### DOCUMENT SECTION
— BEGIN —

The changes to the Code are designed to end the routine Chapter 7 liquidation cases that were filed by classic “overspenders.” Prior to 2005, it was not uncommon for individuals making more than $100,000, driving luxury automobiles and renting luxury apartments, to discharge tens of thousands of dollars in credit card debts. Simply put, there was nothing in the Bankruptcy Code to really stop them unless it could be proven that the Bankruptcy was filed in “bad faith,” an extremely fact sensitive (i.e. costly for the creditor) consideration. Now, these people must repay some of their debts through Chapter 13 bankruptcy.

 

Mr. Mann recognizes this fact: “Congress’s 2005 reforms also directly discouraged filings under Chapter 7 (the option typically used by people with few assets) and encouraged filings under Chapter 13 (the traditional procedure for homeowners).” Mr. Mann advocates for overspenders or, more likely, those that made poor financial decisions through the purchase of an overvalued home. As Mr. Mann points out: “If the bankruptcy system was doing its job, the mortgage-driven financial crisis should then have led to a sharp increase in filings under Chapter 13. Homeowners unable to keep up with their mortgages should have been able to file for relief under Chapter 13, resolve their problems and move on with their lives. Yet the share of Chapter 13 filings fell in 2009 to only 28 percent of all filings, from 42 percent in 2006. That’s another perverse result of the 2005 reforms: Chapter 13 does not let people avert foreclosure by paying the actual value of their homes, even when their bubble-era mortgages far exceed realistic market prices. In fact, a “special rule” for home mortgages allows lenders to prevent normal bankruptcy relief for borrowers. Thus, the reforms created a system that makes it harder to file for Chapter 7 while doing nothing to make Chapter 13, once the savior of homeowners, useful in this sort of mortgage crisis. . . . If debtors want to keep assets against which they have borrowed, they should have to pay the fair value of the assets, but nothing more.”

— END —

### DATA BLOCK
— BEGIN —

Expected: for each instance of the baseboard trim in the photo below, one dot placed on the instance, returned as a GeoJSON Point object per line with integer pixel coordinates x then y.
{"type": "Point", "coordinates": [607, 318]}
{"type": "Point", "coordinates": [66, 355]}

— END —

Rewrite the paragraph of the bankruptcy passage that begins "The changes to the Code" as a short bulleted list, keeping its main facts. Rely on the bankruptcy passage alone, not on the material.

- The Code changes aim to end routine Chapter 7 liquidation cases filed by classic "overspenders."
- Before 2005, people earning over $100,000 who drove luxury cars and rented luxury apartments often discharged tens of thousands of dollars in credit card debt.
- Little in the Bankruptcy Code stopped them unless a "bad faith" filing was proven, which was highly fact-sensitive and costly for creditors.
- Such filers must now repay some of their debts through Chapter 13.